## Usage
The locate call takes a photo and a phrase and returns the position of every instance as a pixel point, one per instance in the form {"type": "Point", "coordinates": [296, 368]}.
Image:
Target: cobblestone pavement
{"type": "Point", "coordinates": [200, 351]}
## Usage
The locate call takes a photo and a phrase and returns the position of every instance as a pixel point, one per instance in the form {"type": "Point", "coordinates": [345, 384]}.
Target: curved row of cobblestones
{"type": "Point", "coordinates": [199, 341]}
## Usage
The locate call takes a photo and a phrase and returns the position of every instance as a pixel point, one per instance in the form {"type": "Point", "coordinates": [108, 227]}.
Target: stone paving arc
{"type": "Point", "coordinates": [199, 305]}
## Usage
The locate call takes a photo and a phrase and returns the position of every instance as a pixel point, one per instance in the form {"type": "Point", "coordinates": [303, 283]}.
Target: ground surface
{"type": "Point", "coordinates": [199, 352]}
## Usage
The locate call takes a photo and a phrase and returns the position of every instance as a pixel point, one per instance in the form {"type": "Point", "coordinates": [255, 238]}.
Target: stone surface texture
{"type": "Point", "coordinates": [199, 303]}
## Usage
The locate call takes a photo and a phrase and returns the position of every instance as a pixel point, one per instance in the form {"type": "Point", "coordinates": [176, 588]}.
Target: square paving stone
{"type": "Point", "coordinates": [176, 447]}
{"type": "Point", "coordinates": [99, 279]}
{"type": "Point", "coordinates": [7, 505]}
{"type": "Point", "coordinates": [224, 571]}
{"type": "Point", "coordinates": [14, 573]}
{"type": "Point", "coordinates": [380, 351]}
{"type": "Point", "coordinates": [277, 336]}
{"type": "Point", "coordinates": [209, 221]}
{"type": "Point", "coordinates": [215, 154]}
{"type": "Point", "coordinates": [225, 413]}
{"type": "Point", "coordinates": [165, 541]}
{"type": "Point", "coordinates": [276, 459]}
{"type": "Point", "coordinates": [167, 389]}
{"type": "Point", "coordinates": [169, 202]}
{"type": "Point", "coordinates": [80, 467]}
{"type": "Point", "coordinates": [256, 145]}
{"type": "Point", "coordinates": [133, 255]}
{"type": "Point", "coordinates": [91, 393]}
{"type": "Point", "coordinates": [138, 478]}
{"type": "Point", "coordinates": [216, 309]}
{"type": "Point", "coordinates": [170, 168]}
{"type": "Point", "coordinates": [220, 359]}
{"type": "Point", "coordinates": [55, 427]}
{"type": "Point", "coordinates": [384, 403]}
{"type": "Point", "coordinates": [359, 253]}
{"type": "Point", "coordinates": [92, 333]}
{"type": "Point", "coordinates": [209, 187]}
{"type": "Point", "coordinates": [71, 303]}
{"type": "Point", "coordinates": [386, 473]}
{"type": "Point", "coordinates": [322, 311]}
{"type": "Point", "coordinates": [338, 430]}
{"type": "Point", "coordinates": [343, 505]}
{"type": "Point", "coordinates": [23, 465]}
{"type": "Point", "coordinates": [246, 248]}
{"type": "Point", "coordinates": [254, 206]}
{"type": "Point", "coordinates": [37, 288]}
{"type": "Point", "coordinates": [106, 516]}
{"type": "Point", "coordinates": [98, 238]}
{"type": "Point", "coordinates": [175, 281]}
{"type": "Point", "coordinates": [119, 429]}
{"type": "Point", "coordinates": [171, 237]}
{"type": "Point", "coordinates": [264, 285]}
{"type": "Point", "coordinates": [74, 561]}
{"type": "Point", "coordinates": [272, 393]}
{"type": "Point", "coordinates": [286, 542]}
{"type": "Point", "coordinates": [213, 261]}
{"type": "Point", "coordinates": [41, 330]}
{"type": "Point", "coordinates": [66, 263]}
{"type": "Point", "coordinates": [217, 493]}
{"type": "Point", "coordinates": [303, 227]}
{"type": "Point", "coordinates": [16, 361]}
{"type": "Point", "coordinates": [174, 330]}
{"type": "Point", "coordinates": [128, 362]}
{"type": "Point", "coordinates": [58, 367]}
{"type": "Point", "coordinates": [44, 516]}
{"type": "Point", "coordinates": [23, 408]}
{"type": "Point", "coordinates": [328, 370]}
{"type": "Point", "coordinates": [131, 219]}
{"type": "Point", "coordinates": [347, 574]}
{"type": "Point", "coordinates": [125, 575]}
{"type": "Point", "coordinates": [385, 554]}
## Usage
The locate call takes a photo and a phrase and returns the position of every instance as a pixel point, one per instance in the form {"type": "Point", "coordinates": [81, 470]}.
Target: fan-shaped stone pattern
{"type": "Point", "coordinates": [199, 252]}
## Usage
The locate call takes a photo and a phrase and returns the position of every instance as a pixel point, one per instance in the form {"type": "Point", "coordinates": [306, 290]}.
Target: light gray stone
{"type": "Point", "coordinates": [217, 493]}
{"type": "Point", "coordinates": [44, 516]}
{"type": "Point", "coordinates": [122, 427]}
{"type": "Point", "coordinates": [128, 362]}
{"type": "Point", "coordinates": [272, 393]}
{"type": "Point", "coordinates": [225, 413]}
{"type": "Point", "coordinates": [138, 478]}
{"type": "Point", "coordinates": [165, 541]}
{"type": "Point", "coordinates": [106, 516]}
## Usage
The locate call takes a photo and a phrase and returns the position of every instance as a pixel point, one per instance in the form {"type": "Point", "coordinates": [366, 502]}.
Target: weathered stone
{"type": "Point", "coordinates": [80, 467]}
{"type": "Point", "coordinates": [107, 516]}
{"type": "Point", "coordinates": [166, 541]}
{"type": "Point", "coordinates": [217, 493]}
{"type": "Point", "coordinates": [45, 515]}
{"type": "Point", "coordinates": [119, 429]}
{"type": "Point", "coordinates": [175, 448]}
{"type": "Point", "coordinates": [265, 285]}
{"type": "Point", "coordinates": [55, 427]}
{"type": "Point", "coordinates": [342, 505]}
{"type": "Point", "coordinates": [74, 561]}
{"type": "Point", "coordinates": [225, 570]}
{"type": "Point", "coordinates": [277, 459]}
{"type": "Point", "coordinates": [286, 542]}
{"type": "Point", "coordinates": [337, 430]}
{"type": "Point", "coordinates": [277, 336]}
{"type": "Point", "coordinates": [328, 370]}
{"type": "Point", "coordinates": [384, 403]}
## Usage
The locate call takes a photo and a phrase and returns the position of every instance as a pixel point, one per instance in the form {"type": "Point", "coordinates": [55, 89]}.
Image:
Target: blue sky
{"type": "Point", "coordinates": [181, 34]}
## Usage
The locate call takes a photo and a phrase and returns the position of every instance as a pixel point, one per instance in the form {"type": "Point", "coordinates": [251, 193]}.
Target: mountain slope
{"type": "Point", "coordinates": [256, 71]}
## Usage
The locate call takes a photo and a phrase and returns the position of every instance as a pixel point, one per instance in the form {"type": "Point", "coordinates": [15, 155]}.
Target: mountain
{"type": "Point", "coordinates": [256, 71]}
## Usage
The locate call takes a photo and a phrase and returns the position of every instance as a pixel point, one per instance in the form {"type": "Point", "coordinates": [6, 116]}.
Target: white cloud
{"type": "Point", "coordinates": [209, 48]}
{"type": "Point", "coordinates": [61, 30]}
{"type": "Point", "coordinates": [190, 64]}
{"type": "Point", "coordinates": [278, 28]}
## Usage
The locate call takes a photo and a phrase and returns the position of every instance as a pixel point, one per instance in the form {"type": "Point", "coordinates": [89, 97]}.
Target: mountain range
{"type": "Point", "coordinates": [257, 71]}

= = = = = = =

**TASK INSTRUCTIONS**
Exact transcription of the records is all that is wanted.

**OUTPUT FOR THIS TASK**
## Usage
The locate call takes a photo and a phrase and returns the position of every instance as a pixel point, one per instance in the form {"type": "Point", "coordinates": [296, 368]}.
Image:
Target: cobblestone pavement
{"type": "Point", "coordinates": [200, 351]}
## Usage
The locate call takes a photo and a phrase and returns the position of every instance as a pixel point, one per instance in the form {"type": "Point", "coordinates": [345, 384]}.
Target: curved row of cobblestones
{"type": "Point", "coordinates": [199, 341]}
## Usage
The locate call takes a photo and a phrase and returns the position of every instance as a pixel point, one per instance in the form {"type": "Point", "coordinates": [108, 227]}.
Target: stone paving arc
{"type": "Point", "coordinates": [199, 305]}
## Usage
The locate call takes a photo and a phrase and returns the position of every instance as a pixel point, one per instance in the form {"type": "Point", "coordinates": [303, 283]}.
Target: ground surface
{"type": "Point", "coordinates": [199, 352]}
## Usage
The locate call takes a photo and a phrase and returns the position of every instance as a pixel point, one per instance in the form {"type": "Point", "coordinates": [255, 238]}.
Target: stone surface texture
{"type": "Point", "coordinates": [199, 303]}
## Usage
The locate call takes a photo and a phrase and returns the position of every instance as a pixel point, one per instance in the form {"type": "Point", "coordinates": [176, 588]}.
Target: square paving stone
{"type": "Point", "coordinates": [176, 447]}
{"type": "Point", "coordinates": [99, 279]}
{"type": "Point", "coordinates": [7, 505]}
{"type": "Point", "coordinates": [224, 571]}
{"type": "Point", "coordinates": [14, 573]}
{"type": "Point", "coordinates": [380, 351]}
{"type": "Point", "coordinates": [277, 336]}
{"type": "Point", "coordinates": [209, 221]}
{"type": "Point", "coordinates": [215, 154]}
{"type": "Point", "coordinates": [225, 413]}
{"type": "Point", "coordinates": [165, 541]}
{"type": "Point", "coordinates": [276, 459]}
{"type": "Point", "coordinates": [167, 389]}
{"type": "Point", "coordinates": [169, 202]}
{"type": "Point", "coordinates": [80, 467]}
{"type": "Point", "coordinates": [256, 145]}
{"type": "Point", "coordinates": [133, 255]}
{"type": "Point", "coordinates": [91, 393]}
{"type": "Point", "coordinates": [138, 478]}
{"type": "Point", "coordinates": [216, 309]}
{"type": "Point", "coordinates": [170, 168]}
{"type": "Point", "coordinates": [220, 359]}
{"type": "Point", "coordinates": [55, 427]}
{"type": "Point", "coordinates": [384, 403]}
{"type": "Point", "coordinates": [359, 253]}
{"type": "Point", "coordinates": [92, 333]}
{"type": "Point", "coordinates": [209, 187]}
{"type": "Point", "coordinates": [71, 303]}
{"type": "Point", "coordinates": [386, 473]}
{"type": "Point", "coordinates": [322, 311]}
{"type": "Point", "coordinates": [338, 430]}
{"type": "Point", "coordinates": [343, 505]}
{"type": "Point", "coordinates": [23, 465]}
{"type": "Point", "coordinates": [246, 248]}
{"type": "Point", "coordinates": [254, 206]}
{"type": "Point", "coordinates": [37, 288]}
{"type": "Point", "coordinates": [106, 516]}
{"type": "Point", "coordinates": [98, 238]}
{"type": "Point", "coordinates": [175, 281]}
{"type": "Point", "coordinates": [119, 429]}
{"type": "Point", "coordinates": [171, 237]}
{"type": "Point", "coordinates": [264, 285]}
{"type": "Point", "coordinates": [74, 561]}
{"type": "Point", "coordinates": [272, 393]}
{"type": "Point", "coordinates": [286, 542]}
{"type": "Point", "coordinates": [213, 261]}
{"type": "Point", "coordinates": [41, 330]}
{"type": "Point", "coordinates": [66, 263]}
{"type": "Point", "coordinates": [217, 493]}
{"type": "Point", "coordinates": [303, 227]}
{"type": "Point", "coordinates": [16, 361]}
{"type": "Point", "coordinates": [174, 330]}
{"type": "Point", "coordinates": [128, 362]}
{"type": "Point", "coordinates": [58, 367]}
{"type": "Point", "coordinates": [44, 516]}
{"type": "Point", "coordinates": [23, 408]}
{"type": "Point", "coordinates": [328, 370]}
{"type": "Point", "coordinates": [131, 219]}
{"type": "Point", "coordinates": [347, 574]}
{"type": "Point", "coordinates": [125, 575]}
{"type": "Point", "coordinates": [385, 554]}
## Usage
The locate call takes a photo and a phrase and returns the position of every instance as a pixel point, one per instance in the form {"type": "Point", "coordinates": [81, 470]}.
Target: fan-shaped stone pattern
{"type": "Point", "coordinates": [199, 252]}
## Usage
The locate call takes a photo and a phrase and returns the position of every instance as a pixel point, one per instance in the form {"type": "Point", "coordinates": [306, 290]}.
Target: light gray stone
{"type": "Point", "coordinates": [217, 493]}
{"type": "Point", "coordinates": [44, 516]}
{"type": "Point", "coordinates": [122, 427]}
{"type": "Point", "coordinates": [128, 362]}
{"type": "Point", "coordinates": [272, 393]}
{"type": "Point", "coordinates": [225, 413]}
{"type": "Point", "coordinates": [138, 478]}
{"type": "Point", "coordinates": [165, 541]}
{"type": "Point", "coordinates": [106, 516]}
## Usage
The locate call takes a photo and a phrase and returns the position of every instance as a pixel point, one per instance in the form {"type": "Point", "coordinates": [366, 502]}.
Target: weathered stone
{"type": "Point", "coordinates": [80, 467]}
{"type": "Point", "coordinates": [107, 516]}
{"type": "Point", "coordinates": [166, 541]}
{"type": "Point", "coordinates": [217, 493]}
{"type": "Point", "coordinates": [45, 515]}
{"type": "Point", "coordinates": [119, 429]}
{"type": "Point", "coordinates": [175, 448]}
{"type": "Point", "coordinates": [265, 285]}
{"type": "Point", "coordinates": [55, 427]}
{"type": "Point", "coordinates": [342, 505]}
{"type": "Point", "coordinates": [74, 561]}
{"type": "Point", "coordinates": [225, 570]}
{"type": "Point", "coordinates": [277, 459]}
{"type": "Point", "coordinates": [286, 542]}
{"type": "Point", "coordinates": [337, 430]}
{"type": "Point", "coordinates": [277, 336]}
{"type": "Point", "coordinates": [328, 370]}
{"type": "Point", "coordinates": [384, 403]}
## Usage
The locate call takes a photo and a phrase and returns the position of every instance as a pixel point, one per instance in the form {"type": "Point", "coordinates": [55, 89]}.
Image:
Target: blue sky
{"type": "Point", "coordinates": [181, 34]}
## Usage
The locate call takes a photo and a phrase and returns the position of every instance as a pixel point, one per instance in the form {"type": "Point", "coordinates": [251, 193]}.
Target: mountain slope
{"type": "Point", "coordinates": [256, 71]}
## Usage
The locate call takes a photo and a phrase and returns the position of every instance as a pixel point, one per instance in the form {"type": "Point", "coordinates": [15, 155]}.
Target: mountain
{"type": "Point", "coordinates": [256, 71]}
## Usage
The locate call takes a photo and a phrase and returns the position of every instance as a pixel point, one per instance in the form {"type": "Point", "coordinates": [6, 116]}.
Target: white cloud
{"type": "Point", "coordinates": [209, 48]}
{"type": "Point", "coordinates": [61, 30]}
{"type": "Point", "coordinates": [190, 64]}
{"type": "Point", "coordinates": [278, 28]}
## Usage
The locate call takes a photo and a phrase and returns the position of every instance as a pixel point, one per instance in the form {"type": "Point", "coordinates": [89, 97]}.
Target: mountain range
{"type": "Point", "coordinates": [257, 71]}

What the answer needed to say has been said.